Continue the blog post about Israeli resiliency, starting after its last sentence.

PASSAGE:
⁂
Monday, November 23, 2015
Here are a couple of cases demonstrating that Israeli resiliency. The first case is the one of Leah Bowman. Leah was the tour guide that was attacked by an Arab who smashed a bottle on her head. Undaunted, she returned to the scene of the crime and is continuing to guide tours:
But, of course, I was left with a dilemma: I have been guiding in all areas of Jerusalem for years, feeling safe to go and explore, and loving it! What do I do now? Should I continue to do this? Thinking through everything that had happened, I realized that actually, the area very is safe with all the police and army all throughout the city, and the cameras. And more than that, I decided that I’m not going to let terror keep me away from what I love to do, and all the more so, Jerusalem and guiding throughout Israel. I will continue to learn, explore, and guide in every corner of the city and the country: Gush Etzion, the Dead Sea, Tel Aviv, and in Southern Israel, showing visitors the inspiring history, and about the security situation.Leah has a blog that can be seen here.
Learning about the history, archaeology, and Biblical sources is very empowering. With all of the problems we are facing in Israel and around the world, I think that the healthiest response is to take the opportunity to strengthen ourselves in our knowledge, commitment to what we believe in, and physically (and yes, I’ve signed up for an awesome program of self-defense classes for women in Jerusalem!)
Just a week after the attack, I was back in the exact same place giving a tour, and was able to say the blessing thanking God for doing a miracle for me in this place, and I can say that on my birthday, my life was renewed for me.
⁂
MATERIAL SHOWN:

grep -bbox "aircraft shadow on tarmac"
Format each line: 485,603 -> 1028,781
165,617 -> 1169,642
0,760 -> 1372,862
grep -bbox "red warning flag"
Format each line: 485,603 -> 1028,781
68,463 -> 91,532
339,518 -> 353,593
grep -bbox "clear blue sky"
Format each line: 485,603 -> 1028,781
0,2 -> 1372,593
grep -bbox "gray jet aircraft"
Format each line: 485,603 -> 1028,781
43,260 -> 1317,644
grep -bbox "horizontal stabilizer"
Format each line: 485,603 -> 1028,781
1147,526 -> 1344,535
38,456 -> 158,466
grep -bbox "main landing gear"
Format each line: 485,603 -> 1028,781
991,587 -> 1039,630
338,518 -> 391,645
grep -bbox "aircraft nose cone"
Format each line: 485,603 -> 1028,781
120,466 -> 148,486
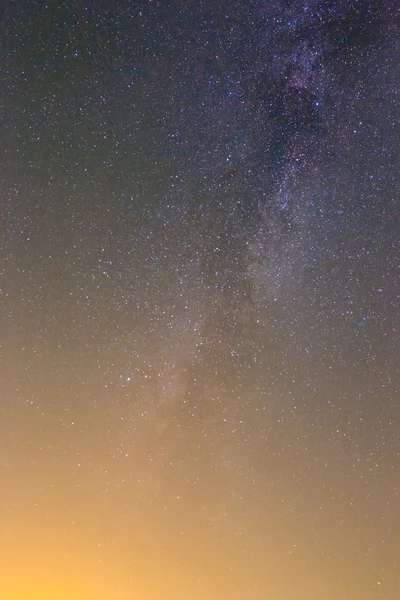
⁂
EXPECTED ANSWER:
The next case is that of Raz Bibi. Raz Bibi is a border patrol policeman who was stabbed and critically wounded by and Arab terrorist in May. Now Raz is back in uniform:
Roughly a month after the attack he was discharged from hospital and directly went to the Kotel (Western Wall) to pray and offer thanks for his miraculous recovery. Following another few months of heavy rehabilitation he once again showed his heroism by electing to return to active duty in the capital."And who is like Thy people, like Israel..." (2 Samuel 7:23). "But the more they afflicted them, the more they multiplied and the more they spread abroad...(Exodus 1:12). We are here to stay!
"From the moment when I opened my eyes in the hospital I knew I would return to wear the uniform of the Border Police. Today I'm happy that I returned to serve alongside my comrades in arms," Bibi was quoted as saying by the police.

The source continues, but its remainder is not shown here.